### What you should do
Everything in the listing below from the line containing "If you could pin the building" through the line containing "If you could pin the person" must be repeated exactly; the remaining lines are not wanted.
● ● ● ●
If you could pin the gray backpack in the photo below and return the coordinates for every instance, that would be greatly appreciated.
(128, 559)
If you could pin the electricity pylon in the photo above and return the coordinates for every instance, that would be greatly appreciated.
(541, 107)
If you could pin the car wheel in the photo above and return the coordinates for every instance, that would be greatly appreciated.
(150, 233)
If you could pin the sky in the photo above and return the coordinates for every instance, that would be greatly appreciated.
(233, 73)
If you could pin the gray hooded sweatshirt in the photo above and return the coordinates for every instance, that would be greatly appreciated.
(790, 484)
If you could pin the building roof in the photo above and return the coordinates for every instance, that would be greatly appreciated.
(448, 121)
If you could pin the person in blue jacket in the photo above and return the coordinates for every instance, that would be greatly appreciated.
● ● ● ●
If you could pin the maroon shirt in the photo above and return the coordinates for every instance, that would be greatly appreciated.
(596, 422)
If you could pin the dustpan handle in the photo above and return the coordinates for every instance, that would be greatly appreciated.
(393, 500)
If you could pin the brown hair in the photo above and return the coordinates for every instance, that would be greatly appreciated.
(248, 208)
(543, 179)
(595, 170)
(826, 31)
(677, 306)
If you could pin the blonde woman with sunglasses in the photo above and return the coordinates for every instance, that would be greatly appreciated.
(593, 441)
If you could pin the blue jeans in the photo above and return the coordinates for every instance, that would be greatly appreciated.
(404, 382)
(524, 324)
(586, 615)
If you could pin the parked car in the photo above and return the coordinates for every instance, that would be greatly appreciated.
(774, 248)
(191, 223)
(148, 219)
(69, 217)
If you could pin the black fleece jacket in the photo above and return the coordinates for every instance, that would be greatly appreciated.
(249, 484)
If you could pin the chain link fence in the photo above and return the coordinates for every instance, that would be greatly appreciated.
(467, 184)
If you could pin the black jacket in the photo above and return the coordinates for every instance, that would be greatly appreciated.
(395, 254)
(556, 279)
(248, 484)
● ● ● ●
### Task output
If you could pin the building roof in the photo above and return the coordinates for every instance, that would be greatly appreciated.
(448, 121)
If you could pin the person in blue jacket in the photo above and return the coordinates for every instance, that would be greatly appreciated.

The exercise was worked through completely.